Bloom of Trichodesmium (Oscillatoriales, Phormidiaceae) and seasonality of potentially harmful phytoplankton in San Pedro Bay, Leyte, Philippines / Proliferación de Trichodesmium (Oscillatoriales: Euphorbiaceae) y estacionalidad de fitoplancton potencialmente dañino en Bahía San Pedro, Leyte, Filipinas

AbstractSince 1983, San Pedro Bay in the Philippines had been reported to be the site of episodic Pyrodinium bahamense var. compressum blooms that caused paralytic shellfish poisoning in its nearby coastal communities. This bay is also subjected to numerous storms; the strongest was super typhoon Haiyan in November 8, 2013. For the first time, the seasonal dynamics of potentially toxic and harmful phytoplankton in this bay is elucidated. This is also the first record of a bloom of the cyanobacteria, Trichodesmium erythraeum that reached 70 000 colonies/L in April 2013 in this area. There were other 19 potentially toxic and harmful phytoplankton encountered during the sampling period. These consisted of a haptophyte, Phaeocystis globosa, the diatom Pseudonitzschia and 17 dinoflagellates. Seven of these harmful algae had densities high enough to be traced through time. Normally, diatoms abound during the dry season. But Pseudo-nitzschia increased in abundance during the wet season of 2012 and 2013. The dinoflagellates and Phaeocystis globosa behaved as expected and exhibited a relative increase in cell density during the rainy season of both years too. High nutrient availability during this season must have influenced the behavior of the phytoplankton despite differences in temperature and light intensity among seasons. Other notable but rare harmful species found only in plankton net tows during the study were Pyrodinium bahamense var. compressum, Alexandrium tamiyavanichii, Cochlodiniumpolykrikoides, and Noctiluca scintillans. Rev. Biol. Trop. 64 (2): 897-911. Epub 2016 June 01.
---+---
» Problems and tasks:
1) Answer these questions about the San Pedro Bay phytoplankton abstract:
(a) On what date did super typhoon Haiyan strike?
(b) What density did the Trichodesmium erythraeum bloom reach, and in what month and year?
(c) How many dinoflagellates were among the other potentially toxic and harmful phytoplankton encountered?
2) Could you pick up the San Pedro Bay phytoplankton abstract after its last line and carry it on?

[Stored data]
---+---
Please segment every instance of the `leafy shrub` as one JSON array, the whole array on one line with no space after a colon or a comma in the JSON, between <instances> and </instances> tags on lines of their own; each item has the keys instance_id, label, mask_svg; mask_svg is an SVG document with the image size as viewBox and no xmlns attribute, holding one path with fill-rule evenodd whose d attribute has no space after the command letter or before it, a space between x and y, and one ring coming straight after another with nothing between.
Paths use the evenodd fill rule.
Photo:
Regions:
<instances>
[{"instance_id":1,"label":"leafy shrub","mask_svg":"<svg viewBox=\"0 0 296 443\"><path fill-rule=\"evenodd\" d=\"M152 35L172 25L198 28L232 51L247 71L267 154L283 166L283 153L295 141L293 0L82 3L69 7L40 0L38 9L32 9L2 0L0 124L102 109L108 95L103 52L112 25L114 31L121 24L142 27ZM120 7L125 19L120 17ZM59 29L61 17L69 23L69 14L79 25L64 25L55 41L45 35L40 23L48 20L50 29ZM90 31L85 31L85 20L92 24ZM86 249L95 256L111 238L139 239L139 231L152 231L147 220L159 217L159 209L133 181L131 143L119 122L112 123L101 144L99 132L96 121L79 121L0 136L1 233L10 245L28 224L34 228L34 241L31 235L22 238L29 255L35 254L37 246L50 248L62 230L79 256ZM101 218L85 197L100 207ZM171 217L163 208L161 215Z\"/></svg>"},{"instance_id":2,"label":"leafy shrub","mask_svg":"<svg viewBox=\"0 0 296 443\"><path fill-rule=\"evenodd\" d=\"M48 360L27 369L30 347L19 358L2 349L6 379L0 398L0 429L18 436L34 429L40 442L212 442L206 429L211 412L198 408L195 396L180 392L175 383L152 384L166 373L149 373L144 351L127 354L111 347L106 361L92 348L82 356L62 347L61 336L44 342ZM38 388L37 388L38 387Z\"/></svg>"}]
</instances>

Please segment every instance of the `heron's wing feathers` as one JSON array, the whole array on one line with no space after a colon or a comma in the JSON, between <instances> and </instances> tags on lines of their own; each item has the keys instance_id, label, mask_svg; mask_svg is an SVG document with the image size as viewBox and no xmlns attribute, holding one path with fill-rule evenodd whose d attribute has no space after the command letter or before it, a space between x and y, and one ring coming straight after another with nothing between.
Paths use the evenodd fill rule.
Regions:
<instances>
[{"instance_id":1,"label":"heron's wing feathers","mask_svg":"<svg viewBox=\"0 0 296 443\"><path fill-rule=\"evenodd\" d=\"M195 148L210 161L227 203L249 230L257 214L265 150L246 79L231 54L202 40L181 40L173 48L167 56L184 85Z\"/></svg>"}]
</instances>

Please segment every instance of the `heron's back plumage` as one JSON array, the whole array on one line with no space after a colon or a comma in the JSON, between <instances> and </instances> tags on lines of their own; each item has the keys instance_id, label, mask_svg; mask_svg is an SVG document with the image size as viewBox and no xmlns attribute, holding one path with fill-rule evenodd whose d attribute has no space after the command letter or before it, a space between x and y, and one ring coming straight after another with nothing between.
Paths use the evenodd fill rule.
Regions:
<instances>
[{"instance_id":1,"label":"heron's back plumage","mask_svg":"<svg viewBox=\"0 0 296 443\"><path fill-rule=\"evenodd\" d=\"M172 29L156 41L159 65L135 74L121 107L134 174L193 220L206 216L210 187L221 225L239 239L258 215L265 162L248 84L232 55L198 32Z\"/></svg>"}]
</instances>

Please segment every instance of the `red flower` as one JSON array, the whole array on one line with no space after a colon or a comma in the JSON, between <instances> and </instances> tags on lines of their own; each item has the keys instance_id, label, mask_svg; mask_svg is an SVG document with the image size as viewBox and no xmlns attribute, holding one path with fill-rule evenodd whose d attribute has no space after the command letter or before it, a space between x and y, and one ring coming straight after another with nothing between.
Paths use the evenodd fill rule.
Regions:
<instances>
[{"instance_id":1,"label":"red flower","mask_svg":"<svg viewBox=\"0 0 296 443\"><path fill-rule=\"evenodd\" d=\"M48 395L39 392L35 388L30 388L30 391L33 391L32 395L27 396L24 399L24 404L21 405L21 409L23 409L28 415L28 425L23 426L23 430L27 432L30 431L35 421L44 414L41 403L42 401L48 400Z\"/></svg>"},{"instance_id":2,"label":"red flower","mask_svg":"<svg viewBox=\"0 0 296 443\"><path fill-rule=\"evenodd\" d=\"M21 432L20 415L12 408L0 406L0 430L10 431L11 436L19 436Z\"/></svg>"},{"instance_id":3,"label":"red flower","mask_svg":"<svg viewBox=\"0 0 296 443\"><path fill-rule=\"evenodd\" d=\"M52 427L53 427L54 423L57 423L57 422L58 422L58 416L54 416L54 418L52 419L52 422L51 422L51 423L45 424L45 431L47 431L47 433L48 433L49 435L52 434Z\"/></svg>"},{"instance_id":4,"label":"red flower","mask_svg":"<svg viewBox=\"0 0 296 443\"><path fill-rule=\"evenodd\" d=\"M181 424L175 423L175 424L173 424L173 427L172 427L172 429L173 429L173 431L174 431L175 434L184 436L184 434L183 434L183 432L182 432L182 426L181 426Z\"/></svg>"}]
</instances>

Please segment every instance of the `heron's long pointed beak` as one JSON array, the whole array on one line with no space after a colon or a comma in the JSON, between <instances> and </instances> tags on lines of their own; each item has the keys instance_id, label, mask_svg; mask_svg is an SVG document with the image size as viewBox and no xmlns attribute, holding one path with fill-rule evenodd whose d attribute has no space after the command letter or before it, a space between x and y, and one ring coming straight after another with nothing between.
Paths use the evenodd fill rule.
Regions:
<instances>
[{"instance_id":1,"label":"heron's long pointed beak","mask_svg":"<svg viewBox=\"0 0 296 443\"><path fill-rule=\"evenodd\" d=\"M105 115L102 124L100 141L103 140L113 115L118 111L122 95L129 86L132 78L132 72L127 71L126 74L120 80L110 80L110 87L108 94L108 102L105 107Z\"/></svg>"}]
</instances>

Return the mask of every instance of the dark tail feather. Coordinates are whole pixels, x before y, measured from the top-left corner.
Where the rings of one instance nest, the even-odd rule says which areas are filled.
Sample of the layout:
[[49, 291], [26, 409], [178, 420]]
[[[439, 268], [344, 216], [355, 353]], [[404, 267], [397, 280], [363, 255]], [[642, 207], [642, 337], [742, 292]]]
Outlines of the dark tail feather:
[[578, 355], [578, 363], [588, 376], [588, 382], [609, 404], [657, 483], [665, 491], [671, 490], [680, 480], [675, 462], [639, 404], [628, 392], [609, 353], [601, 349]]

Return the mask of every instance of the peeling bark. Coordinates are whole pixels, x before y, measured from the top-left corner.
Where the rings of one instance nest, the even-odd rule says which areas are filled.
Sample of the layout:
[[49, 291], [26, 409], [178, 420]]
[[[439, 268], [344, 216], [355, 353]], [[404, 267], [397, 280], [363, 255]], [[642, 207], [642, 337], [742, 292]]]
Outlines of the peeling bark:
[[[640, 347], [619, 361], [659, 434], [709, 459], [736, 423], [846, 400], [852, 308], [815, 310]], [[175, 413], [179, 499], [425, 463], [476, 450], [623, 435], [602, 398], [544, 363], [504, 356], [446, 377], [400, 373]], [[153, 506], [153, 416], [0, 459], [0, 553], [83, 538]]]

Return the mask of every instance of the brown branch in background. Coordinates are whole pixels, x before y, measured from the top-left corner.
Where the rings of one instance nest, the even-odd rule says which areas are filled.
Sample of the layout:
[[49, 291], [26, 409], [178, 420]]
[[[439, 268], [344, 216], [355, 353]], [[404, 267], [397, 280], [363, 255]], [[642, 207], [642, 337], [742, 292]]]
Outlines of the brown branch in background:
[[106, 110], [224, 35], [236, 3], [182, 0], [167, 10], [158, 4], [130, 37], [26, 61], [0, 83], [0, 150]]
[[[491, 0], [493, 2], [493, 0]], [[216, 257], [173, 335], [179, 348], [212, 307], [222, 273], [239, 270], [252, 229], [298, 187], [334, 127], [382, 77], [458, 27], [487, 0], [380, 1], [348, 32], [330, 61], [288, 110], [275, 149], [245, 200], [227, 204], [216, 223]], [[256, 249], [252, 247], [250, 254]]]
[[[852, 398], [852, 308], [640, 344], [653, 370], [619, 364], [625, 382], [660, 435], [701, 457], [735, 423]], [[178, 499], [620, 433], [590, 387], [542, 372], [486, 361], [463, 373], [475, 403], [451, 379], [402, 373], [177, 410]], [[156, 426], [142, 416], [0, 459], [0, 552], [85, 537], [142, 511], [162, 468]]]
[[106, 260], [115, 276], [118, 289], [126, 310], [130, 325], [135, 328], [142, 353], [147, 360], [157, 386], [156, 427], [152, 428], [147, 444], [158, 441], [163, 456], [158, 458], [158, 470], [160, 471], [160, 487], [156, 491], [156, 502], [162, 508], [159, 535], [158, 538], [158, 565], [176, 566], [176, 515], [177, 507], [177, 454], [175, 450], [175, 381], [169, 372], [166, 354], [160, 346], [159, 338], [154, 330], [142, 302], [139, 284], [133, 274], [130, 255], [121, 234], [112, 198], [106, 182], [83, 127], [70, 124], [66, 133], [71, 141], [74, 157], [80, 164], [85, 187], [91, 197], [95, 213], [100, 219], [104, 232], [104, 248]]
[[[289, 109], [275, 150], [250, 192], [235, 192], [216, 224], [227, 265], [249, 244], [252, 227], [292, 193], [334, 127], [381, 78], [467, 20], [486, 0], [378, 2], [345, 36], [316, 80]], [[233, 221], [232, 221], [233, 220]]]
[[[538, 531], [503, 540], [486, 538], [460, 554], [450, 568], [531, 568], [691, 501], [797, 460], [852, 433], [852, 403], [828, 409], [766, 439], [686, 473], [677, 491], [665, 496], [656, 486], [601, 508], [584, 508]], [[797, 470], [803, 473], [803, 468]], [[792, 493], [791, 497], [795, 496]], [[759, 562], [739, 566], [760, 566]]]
---+---
» Response list:
1)
(a) November 8, 2013
(b) 70 000 colonies/L, in April 2013
(c) 17

2)
ResumenDesde 1983, la Bahía de San Pedro en Filipinas ha sido reportada como un sitio de proliferación de Pyrodinium bahamense var. compressum que causó intoxicación paralítica en sus comunidades costeras cercanas. Esta bahía también está sometida a numerosas tormentas; entre las más fuertes se presentó un súper tifón en Haiyan, el 8 de noviembre 2013. Por primera vez, se explica la dinámica estacional del fitoplancton potencialmente tóxico y dañino en esta bahía. Este es también el primer registro en esta área de una proliferación de cianobacterias (Trichodesmium erythraeum) que alcanzó 70 000 colonias/L en abril 2013. Durante el periodo de muestreo se presentaron otras 19 proliferaciones de fitoplancton potencialmente tóxicas y dañinas. Estos consistían en una haptófita, Phaeocystis globosa, la diatomea Pseudo-nitzschia y 17 dinoflagelados. Siete de estas algas nocivas tenían densidades suficientemente altas como para ser rastreadas a través del tiempo. Normalmente, las diatomeas abundan durante la estación seca. Pero Pseudo-nitzschia aumentó en abundancia durante la temporada de lluvias de 2012 y 2013. Los dinoflagelados y Phaeocystis globosa se comportaron como se esperaba y exhibieron un aumento relativo de la densidad celular durante la temporada de lluvias en los dos años. La alta disponibilidad de nutrientes durante esta temporada debe haber influido en el comportamiento del fitoplancton a pesar de las diferencias en la temperatura y la intensidad de la luz entre estaciones. Otras especies nocivas notables, pero raras que se encontraron sólo en las redes de arrastre de plancton durante el estudio fueron: Pyrodinium bahamense var. compressum, Alexandriumtamiyavanichii, Cochlodinium polykrikoides y Noctiluca scintillans.